**EXERCISE DESCRIPTION**
In the records below, reproduce word for word everything from the line containing "Provide an outline for every instance of the snowy" down to the line containing "POLYGON ((0 85, 17", including both of those lines.

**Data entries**
══════════

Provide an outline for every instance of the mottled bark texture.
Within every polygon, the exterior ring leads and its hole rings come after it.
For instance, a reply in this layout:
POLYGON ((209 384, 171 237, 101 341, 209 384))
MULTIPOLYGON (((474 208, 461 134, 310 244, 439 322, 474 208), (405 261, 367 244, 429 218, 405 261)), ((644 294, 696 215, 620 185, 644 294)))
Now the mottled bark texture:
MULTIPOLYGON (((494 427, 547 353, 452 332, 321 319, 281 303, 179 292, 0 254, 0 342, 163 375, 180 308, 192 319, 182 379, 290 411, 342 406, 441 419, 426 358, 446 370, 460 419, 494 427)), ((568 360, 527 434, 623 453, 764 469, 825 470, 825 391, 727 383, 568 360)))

══════════

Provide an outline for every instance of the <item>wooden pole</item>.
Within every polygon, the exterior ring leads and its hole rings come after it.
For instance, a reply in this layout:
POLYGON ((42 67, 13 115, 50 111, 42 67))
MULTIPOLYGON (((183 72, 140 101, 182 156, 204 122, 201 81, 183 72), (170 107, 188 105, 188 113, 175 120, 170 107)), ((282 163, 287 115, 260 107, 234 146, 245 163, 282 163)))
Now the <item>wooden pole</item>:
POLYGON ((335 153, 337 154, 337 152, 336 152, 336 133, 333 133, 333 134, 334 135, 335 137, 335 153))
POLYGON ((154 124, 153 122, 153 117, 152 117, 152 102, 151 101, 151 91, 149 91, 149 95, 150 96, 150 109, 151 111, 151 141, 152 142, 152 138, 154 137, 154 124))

══════════

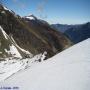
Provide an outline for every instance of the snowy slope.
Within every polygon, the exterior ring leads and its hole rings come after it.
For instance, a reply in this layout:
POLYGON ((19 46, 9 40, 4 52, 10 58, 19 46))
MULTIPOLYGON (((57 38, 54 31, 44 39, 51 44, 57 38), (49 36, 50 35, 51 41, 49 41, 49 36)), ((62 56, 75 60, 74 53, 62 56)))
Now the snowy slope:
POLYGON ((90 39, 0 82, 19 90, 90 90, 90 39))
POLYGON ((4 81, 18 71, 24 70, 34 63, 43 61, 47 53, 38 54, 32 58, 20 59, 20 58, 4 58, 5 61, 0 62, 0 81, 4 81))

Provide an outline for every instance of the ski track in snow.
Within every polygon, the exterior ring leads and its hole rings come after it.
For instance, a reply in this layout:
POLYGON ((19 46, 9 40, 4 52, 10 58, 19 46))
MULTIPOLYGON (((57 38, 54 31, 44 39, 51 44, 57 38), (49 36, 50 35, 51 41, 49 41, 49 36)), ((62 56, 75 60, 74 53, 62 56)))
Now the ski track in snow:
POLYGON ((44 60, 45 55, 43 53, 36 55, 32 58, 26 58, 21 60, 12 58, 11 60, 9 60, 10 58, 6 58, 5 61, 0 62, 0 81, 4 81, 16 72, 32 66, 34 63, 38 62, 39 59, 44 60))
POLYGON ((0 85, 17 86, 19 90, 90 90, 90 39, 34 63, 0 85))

══════════

**FULL SOLUTION**
Provide an outline for every instance of the snowy slope.
Within every polygon, the exterior ring leads and its hole rings come after it.
For instance, a reply in this layout:
POLYGON ((19 46, 9 40, 4 52, 10 58, 19 46))
MULTIPOLYGON (((57 38, 54 31, 44 39, 51 44, 57 38), (49 36, 50 35, 51 41, 49 41, 49 36)), ((62 56, 75 60, 74 53, 62 56)))
Now the snowy slope:
POLYGON ((90 39, 0 82, 19 90, 90 90, 90 39))
POLYGON ((4 81, 18 71, 24 70, 34 63, 43 61, 47 53, 38 54, 32 58, 20 59, 20 58, 4 58, 5 61, 0 62, 0 81, 4 81))

Provide an outline for every instance of the ski track in snow.
Within every polygon, the exterior ring leads and its hole rings come after it.
For instance, a reply in this layout:
POLYGON ((19 46, 9 40, 4 52, 10 58, 19 46))
MULTIPOLYGON (((57 38, 54 31, 44 39, 51 44, 57 38), (49 36, 50 35, 51 41, 49 41, 49 36)), ((62 56, 75 60, 74 53, 62 56)))
Now the ski track in snow:
POLYGON ((44 60, 45 55, 43 53, 36 55, 32 58, 26 58, 21 60, 12 58, 11 60, 9 60, 10 58, 6 58, 5 61, 0 62, 0 81, 4 81, 16 72, 32 66, 34 63, 38 62, 39 59, 44 60))
POLYGON ((0 85, 17 86, 19 90, 90 90, 90 39, 34 63, 0 85))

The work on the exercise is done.